─── Records to process

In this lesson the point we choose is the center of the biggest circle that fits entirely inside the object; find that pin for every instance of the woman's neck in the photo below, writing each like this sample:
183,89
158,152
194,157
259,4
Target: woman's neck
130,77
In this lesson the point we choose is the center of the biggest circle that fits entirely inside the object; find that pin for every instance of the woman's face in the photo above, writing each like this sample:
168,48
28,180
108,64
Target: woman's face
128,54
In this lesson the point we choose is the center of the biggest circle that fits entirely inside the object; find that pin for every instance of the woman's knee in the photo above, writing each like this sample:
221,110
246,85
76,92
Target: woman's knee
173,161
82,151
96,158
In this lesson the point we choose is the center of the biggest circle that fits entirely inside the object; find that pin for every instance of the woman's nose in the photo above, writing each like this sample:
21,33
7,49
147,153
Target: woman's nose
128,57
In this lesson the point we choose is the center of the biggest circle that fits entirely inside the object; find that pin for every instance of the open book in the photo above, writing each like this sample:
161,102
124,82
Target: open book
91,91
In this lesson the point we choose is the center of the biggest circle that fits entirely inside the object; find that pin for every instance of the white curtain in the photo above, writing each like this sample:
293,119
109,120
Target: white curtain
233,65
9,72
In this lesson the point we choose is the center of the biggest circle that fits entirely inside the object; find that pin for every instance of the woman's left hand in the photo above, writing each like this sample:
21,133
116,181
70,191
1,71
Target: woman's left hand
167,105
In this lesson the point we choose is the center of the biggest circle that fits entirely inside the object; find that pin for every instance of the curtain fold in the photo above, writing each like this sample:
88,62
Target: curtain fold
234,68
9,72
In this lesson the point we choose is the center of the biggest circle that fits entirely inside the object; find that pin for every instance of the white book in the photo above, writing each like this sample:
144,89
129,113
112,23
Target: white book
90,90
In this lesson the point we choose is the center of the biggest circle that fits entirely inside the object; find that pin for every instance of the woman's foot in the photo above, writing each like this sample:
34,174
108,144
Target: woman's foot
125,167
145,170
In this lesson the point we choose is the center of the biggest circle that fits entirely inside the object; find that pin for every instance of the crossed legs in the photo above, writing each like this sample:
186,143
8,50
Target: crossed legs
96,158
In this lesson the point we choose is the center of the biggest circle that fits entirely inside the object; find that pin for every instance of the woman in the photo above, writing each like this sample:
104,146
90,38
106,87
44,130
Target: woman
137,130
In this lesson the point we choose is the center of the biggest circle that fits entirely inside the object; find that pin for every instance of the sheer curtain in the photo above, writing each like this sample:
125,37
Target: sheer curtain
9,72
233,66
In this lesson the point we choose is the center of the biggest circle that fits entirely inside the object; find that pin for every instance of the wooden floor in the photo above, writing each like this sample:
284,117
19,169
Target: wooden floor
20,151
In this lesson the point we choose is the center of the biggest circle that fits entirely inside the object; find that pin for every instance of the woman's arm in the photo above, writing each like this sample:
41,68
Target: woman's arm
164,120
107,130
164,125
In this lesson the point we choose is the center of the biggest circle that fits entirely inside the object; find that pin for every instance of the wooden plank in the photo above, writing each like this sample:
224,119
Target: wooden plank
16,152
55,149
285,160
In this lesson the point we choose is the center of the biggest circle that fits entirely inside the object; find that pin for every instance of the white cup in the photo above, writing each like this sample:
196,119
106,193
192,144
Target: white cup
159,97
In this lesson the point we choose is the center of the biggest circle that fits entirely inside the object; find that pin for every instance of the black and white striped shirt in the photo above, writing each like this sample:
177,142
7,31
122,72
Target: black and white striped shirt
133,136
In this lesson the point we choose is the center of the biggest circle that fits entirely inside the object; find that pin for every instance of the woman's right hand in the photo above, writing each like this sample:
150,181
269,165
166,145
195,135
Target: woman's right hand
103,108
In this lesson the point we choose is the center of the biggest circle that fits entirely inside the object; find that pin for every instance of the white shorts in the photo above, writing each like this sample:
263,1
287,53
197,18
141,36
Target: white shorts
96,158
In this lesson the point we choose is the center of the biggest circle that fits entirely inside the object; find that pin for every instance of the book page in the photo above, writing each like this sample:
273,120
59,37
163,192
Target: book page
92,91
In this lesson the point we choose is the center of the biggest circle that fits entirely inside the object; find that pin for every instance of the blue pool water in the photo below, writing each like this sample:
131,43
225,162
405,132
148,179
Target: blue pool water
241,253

──────
─── Records to process

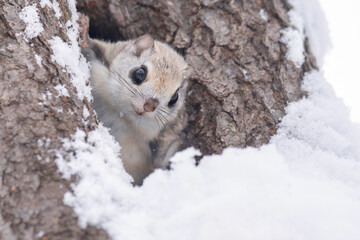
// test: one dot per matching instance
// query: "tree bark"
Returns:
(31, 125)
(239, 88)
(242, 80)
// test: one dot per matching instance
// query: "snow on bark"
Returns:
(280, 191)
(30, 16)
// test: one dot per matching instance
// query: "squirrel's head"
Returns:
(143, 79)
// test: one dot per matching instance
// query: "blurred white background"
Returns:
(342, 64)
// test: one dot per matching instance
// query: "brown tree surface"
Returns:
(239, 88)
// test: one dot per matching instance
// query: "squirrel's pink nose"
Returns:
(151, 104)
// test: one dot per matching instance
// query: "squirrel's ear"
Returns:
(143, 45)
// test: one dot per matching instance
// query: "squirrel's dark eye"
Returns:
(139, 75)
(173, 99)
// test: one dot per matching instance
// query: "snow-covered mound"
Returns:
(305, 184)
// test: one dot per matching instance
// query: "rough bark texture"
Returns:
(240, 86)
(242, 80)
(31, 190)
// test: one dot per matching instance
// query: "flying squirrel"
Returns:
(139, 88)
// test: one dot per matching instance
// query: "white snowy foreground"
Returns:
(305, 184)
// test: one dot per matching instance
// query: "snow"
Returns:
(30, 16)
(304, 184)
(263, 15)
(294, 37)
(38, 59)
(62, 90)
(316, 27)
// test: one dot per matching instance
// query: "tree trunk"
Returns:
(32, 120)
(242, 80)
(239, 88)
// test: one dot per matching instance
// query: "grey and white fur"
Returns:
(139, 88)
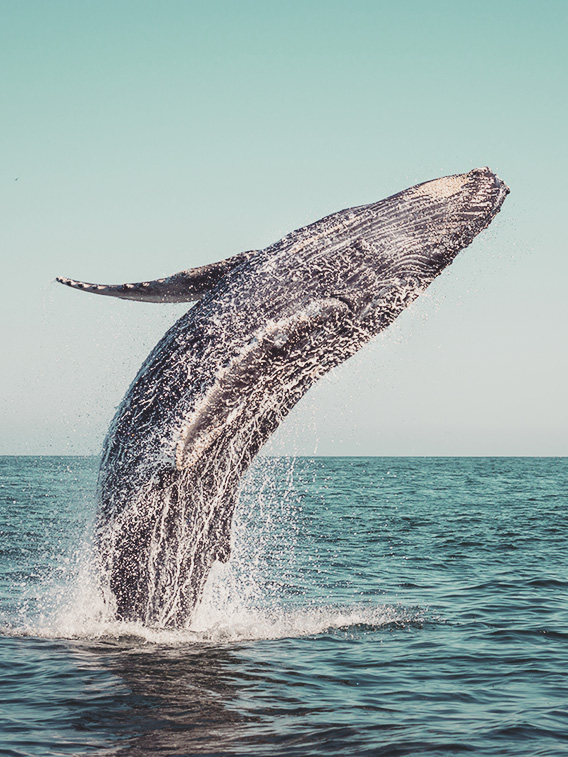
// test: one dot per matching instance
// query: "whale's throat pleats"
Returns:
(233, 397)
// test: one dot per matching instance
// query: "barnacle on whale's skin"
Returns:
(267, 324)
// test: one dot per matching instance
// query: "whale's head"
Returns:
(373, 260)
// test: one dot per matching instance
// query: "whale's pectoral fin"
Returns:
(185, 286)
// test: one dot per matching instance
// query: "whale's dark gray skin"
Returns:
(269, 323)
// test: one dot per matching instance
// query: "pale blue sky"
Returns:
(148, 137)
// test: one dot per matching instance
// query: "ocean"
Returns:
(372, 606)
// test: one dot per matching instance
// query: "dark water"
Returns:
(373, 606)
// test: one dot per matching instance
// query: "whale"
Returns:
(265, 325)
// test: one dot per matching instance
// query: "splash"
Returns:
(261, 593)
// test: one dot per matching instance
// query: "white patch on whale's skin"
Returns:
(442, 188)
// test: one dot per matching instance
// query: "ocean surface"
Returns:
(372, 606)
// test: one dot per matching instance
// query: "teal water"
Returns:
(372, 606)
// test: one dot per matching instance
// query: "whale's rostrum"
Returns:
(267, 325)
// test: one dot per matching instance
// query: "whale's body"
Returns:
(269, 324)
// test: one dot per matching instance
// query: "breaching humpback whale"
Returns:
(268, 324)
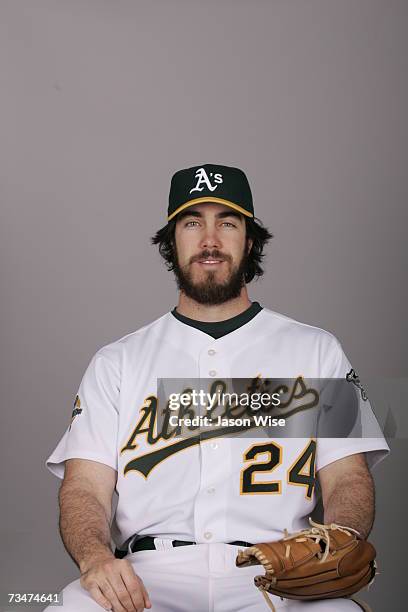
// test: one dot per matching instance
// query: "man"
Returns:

──────

→ Assigned task
Using the entries above, work out the number of lines that hold the word "skin" and write it with no other words.

→ Solution for this exercise
3